YOUR GOAL
Below are records; transcribe only the line with "the person lying" and those after it, through the last line, without any change.

[START EXTRACTED DATA]

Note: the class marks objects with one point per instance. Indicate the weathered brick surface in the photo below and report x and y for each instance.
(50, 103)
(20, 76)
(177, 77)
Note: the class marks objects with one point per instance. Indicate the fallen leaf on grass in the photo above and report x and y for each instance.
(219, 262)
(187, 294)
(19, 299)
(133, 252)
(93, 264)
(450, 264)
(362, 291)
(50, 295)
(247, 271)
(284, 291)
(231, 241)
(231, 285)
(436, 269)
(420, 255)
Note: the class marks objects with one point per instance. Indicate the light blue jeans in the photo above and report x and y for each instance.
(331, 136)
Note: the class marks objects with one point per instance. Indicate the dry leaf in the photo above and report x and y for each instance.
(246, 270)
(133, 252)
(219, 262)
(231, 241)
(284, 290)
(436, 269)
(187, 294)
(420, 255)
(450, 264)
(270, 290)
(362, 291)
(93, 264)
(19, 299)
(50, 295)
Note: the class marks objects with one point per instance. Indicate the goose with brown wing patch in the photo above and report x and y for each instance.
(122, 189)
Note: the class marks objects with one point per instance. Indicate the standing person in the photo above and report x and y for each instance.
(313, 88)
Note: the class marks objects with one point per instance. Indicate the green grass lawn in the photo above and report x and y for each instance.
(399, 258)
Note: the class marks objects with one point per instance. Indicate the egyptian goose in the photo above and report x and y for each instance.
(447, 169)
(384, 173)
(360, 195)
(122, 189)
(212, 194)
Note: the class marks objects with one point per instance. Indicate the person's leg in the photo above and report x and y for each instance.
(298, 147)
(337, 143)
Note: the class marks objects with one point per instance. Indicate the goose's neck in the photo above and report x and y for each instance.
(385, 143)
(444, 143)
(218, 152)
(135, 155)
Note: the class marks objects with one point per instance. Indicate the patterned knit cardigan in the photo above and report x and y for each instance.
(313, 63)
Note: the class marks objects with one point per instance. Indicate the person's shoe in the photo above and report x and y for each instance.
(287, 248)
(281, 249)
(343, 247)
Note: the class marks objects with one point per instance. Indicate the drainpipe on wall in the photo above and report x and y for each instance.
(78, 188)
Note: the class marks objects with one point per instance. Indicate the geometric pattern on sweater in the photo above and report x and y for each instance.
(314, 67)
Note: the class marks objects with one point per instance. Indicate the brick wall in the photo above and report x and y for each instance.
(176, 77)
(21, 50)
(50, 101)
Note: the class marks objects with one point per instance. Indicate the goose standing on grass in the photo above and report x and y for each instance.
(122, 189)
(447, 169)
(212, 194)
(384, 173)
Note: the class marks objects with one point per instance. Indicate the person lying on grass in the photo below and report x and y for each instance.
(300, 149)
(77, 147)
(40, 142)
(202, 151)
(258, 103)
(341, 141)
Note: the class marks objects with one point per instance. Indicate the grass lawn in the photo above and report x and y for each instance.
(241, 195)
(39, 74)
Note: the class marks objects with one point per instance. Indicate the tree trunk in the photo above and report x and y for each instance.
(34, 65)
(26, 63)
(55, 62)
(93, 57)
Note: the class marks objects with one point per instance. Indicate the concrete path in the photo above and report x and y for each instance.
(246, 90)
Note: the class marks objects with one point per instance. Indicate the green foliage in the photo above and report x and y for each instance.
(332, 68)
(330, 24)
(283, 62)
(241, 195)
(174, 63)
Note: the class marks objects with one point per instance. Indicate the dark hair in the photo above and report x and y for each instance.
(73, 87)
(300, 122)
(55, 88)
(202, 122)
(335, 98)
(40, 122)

[END EXTRACTED DATA]

EXERCISE ANSWER
Note: the class marks objects with one point per instance. Indicate the person lying on grass in the photo below and report x and y for each instance.
(300, 149)
(77, 147)
(40, 142)
(202, 151)
(258, 103)
(341, 141)
Note: the class marks objects with one point per instance. Indicate the grass lawn in the photo above and report x and y for each instance.
(241, 195)
(39, 74)
Note: the class marks objects with one point per instance. Indicate the tree trunk in the photo above and report x and y for each instance.
(34, 65)
(26, 63)
(55, 62)
(93, 57)
Note: the class marks objects with one point per instance. Indicate the concrete path in the photo above and report x and y for each instance.
(246, 90)
Note: the class marks objects with one point per instance. Indicate the green foliage in the photo above and report x and y for each instance.
(332, 68)
(330, 24)
(283, 62)
(241, 195)
(174, 63)
Note: the class marks objects with one point per instance. Indicate the dark hair in the photo above and report x and y for each instance.
(73, 87)
(300, 122)
(55, 88)
(202, 122)
(335, 98)
(40, 122)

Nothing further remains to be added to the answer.